Image outline annotation entries
---------------

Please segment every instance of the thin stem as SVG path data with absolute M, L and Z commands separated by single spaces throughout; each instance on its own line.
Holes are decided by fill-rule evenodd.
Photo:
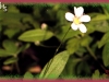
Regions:
M 86 46 L 86 48 L 89 51 L 90 56 L 99 63 L 99 66 L 101 67 L 101 69 L 104 71 L 106 71 L 106 68 L 98 61 L 97 57 L 95 56 L 95 54 L 93 52 L 93 50 L 89 48 L 89 46 Z
M 20 68 L 19 68 L 17 61 L 15 62 L 15 67 L 16 67 L 17 73 L 20 73 Z
M 58 48 L 56 49 L 55 56 L 57 55 L 57 52 L 58 52 L 59 48 L 60 48 L 60 47 L 61 47 L 61 45 L 63 44 L 64 37 L 65 37 L 65 36 L 66 36 L 66 34 L 69 33 L 70 28 L 71 28 L 71 27 L 69 27 L 68 32 L 65 33 L 65 35 L 64 35 L 64 36 L 63 36 L 63 38 L 62 38 L 61 44 L 60 44 L 60 45 L 58 46 Z M 55 56 L 53 56 L 53 57 L 55 57 Z M 48 71 L 48 69 L 49 69 L 49 67 L 50 67 L 50 65 L 51 65 L 51 62 L 52 62 L 52 61 L 53 61 L 53 58 L 51 59 L 51 61 L 50 61 L 50 62 L 48 62 L 48 63 L 47 63 L 47 68 L 46 68 L 45 73 Z
M 69 33 L 70 30 L 71 30 L 71 27 L 69 27 L 68 32 L 66 32 L 65 35 L 63 36 L 62 42 L 61 42 L 61 44 L 59 45 L 59 47 L 56 49 L 55 55 L 58 52 L 59 48 L 60 48 L 61 45 L 63 44 L 64 37 L 66 36 L 66 34 Z

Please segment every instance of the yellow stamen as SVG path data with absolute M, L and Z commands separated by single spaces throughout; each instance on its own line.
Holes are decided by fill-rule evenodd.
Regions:
M 78 17 L 74 17 L 74 21 L 73 21 L 75 24 L 80 24 L 81 22 L 80 22 L 80 20 L 78 20 Z

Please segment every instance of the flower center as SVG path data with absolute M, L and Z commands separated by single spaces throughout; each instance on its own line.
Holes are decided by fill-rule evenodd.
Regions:
M 74 21 L 73 21 L 75 24 L 80 24 L 80 19 L 78 17 L 74 17 Z

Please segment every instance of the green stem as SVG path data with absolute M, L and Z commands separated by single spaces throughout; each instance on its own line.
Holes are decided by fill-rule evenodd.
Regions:
M 68 32 L 65 33 L 65 35 L 64 35 L 63 38 L 62 38 L 61 44 L 60 44 L 60 45 L 58 46 L 58 48 L 56 49 L 55 56 L 57 55 L 59 48 L 60 48 L 61 45 L 63 44 L 63 39 L 64 39 L 64 37 L 66 36 L 66 34 L 69 33 L 70 28 L 71 28 L 71 27 L 69 27 Z M 55 56 L 53 56 L 53 57 L 55 57 Z M 50 65 L 51 65 L 52 61 L 53 61 L 53 58 L 51 59 L 50 62 L 47 63 L 47 68 L 46 68 L 46 70 L 45 70 L 45 74 L 47 73 L 47 71 L 48 71 L 48 69 L 49 69 L 49 67 L 50 67 Z
M 101 69 L 104 71 L 106 71 L 106 68 L 98 61 L 96 55 L 93 52 L 93 50 L 89 48 L 89 46 L 86 46 L 87 50 L 89 51 L 90 56 L 99 63 L 99 66 L 101 67 Z

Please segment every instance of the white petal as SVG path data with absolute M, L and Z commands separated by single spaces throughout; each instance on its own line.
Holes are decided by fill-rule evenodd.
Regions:
M 78 28 L 78 25 L 72 23 L 72 24 L 71 24 L 71 27 L 72 27 L 72 30 L 76 31 L 76 30 Z
M 84 9 L 82 7 L 80 7 L 80 8 L 75 8 L 74 7 L 74 13 L 75 13 L 75 16 L 76 17 L 82 16 L 83 15 L 83 12 L 84 12 Z
M 68 20 L 68 21 L 73 21 L 73 19 L 74 19 L 74 15 L 71 13 L 71 12 L 66 12 L 65 13 L 65 19 Z
M 80 21 L 81 21 L 81 22 L 89 22 L 89 21 L 90 21 L 90 16 L 89 16 L 89 15 L 82 15 L 82 16 L 80 17 Z
M 86 26 L 85 26 L 84 24 L 80 24 L 80 25 L 78 25 L 78 28 L 80 28 L 80 31 L 81 31 L 82 33 L 86 33 L 86 32 L 87 32 L 87 28 L 86 28 Z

---------------

Task instructions –
Leave out the pictures and return every record word for word.

Solution for this problem –
Please segment every instance of the thin stem as SVG path data with absolute M, L and Z commands separated by single spaces throughout; each instance on its own line.
Holes are decided by fill-rule evenodd.
Photo:
Regions:
M 86 46 L 86 48 L 89 51 L 90 56 L 99 63 L 99 66 L 101 67 L 101 69 L 104 71 L 106 71 L 106 68 L 98 61 L 97 57 L 95 56 L 95 54 L 93 52 L 93 50 L 89 48 L 89 46 Z
M 20 68 L 19 68 L 17 61 L 15 62 L 15 67 L 16 67 L 17 73 L 20 73 Z
M 58 48 L 56 49 L 55 56 L 57 55 L 57 52 L 58 52 L 59 48 L 60 48 L 60 47 L 61 47 L 61 45 L 63 44 L 64 37 L 65 37 L 65 36 L 66 36 L 66 34 L 69 33 L 70 28 L 71 28 L 71 27 L 69 27 L 68 32 L 65 33 L 65 35 L 64 35 L 64 36 L 63 36 L 63 38 L 62 38 L 61 44 L 60 44 L 60 45 L 58 46 Z M 55 56 L 53 56 L 53 57 L 55 57 Z M 48 71 L 48 69 L 49 69 L 49 67 L 50 67 L 50 65 L 51 65 L 51 62 L 52 62 L 52 61 L 53 61 L 53 58 L 51 59 L 51 61 L 50 61 L 50 62 L 48 62 L 48 63 L 47 63 L 47 68 L 46 68 L 45 73 Z
M 69 33 L 70 30 L 71 30 L 71 27 L 69 27 L 68 32 L 66 32 L 65 35 L 63 36 L 62 42 L 61 42 L 61 44 L 59 45 L 59 47 L 56 49 L 55 55 L 58 52 L 59 48 L 60 48 L 61 45 L 63 44 L 64 37 L 66 36 L 66 34 Z

Please segment every instance of the yellow stamen as SVG path data with absolute M, L and Z commands separated by single spaces throughout; each instance on its own line.
Holes are decided by fill-rule evenodd.
Regions:
M 78 17 L 74 17 L 74 21 L 73 21 L 75 24 L 80 24 L 81 22 L 80 22 L 80 20 L 78 20 Z

Please segment every instance of the flower center as SVG path data with absolute M, L and Z commands separated by single spaces throughout; each instance on its own line.
Holes are decided by fill-rule evenodd.
Regions:
M 74 21 L 73 21 L 75 24 L 80 24 L 80 19 L 78 17 L 74 17 Z

Please segment every instance of the green stem as SVG path data with absolute M, L and Z commands separated by single spaces throughout; each instance on its own line.
Holes are decided by fill-rule evenodd.
Regions:
M 68 32 L 65 33 L 65 35 L 64 35 L 63 38 L 62 38 L 61 44 L 60 44 L 60 45 L 58 46 L 58 48 L 56 49 L 55 56 L 57 55 L 59 48 L 60 48 L 61 45 L 63 44 L 63 39 L 64 39 L 64 37 L 66 36 L 66 34 L 69 33 L 70 28 L 71 28 L 71 27 L 69 27 Z M 55 56 L 53 56 L 53 57 L 55 57 Z M 50 65 L 51 65 L 52 61 L 53 61 L 53 58 L 51 59 L 50 62 L 47 63 L 47 68 L 46 68 L 46 70 L 45 70 L 45 74 L 47 73 L 47 71 L 48 71 L 48 69 L 49 69 L 49 67 L 50 67 Z
M 101 69 L 104 71 L 106 71 L 106 68 L 98 61 L 96 55 L 93 52 L 93 50 L 89 48 L 89 46 L 86 46 L 87 50 L 89 51 L 90 56 L 99 63 L 99 66 L 101 67 Z

Please segment every instance of the white petal as SVG path data with absolute M, L and Z commands separated by single spaces throughout; each instance on its own line.
Holes are decided by fill-rule evenodd.
Regions:
M 78 28 L 78 25 L 72 23 L 72 24 L 71 24 L 71 27 L 72 27 L 72 30 L 76 31 L 76 30 Z
M 84 9 L 82 7 L 80 7 L 80 8 L 75 8 L 74 7 L 74 13 L 75 13 L 75 16 L 76 17 L 82 16 L 83 15 L 83 12 L 84 12 Z
M 68 20 L 68 21 L 73 21 L 73 19 L 74 19 L 74 15 L 71 13 L 71 12 L 66 12 L 65 13 L 65 19 Z
M 80 21 L 81 21 L 81 22 L 89 22 L 89 21 L 90 21 L 90 16 L 89 16 L 89 15 L 82 15 L 82 16 L 80 17 Z
M 86 26 L 85 26 L 84 24 L 80 24 L 80 25 L 78 25 L 78 28 L 80 28 L 80 31 L 81 31 L 82 33 L 86 33 L 86 32 L 87 32 L 87 28 L 86 28 Z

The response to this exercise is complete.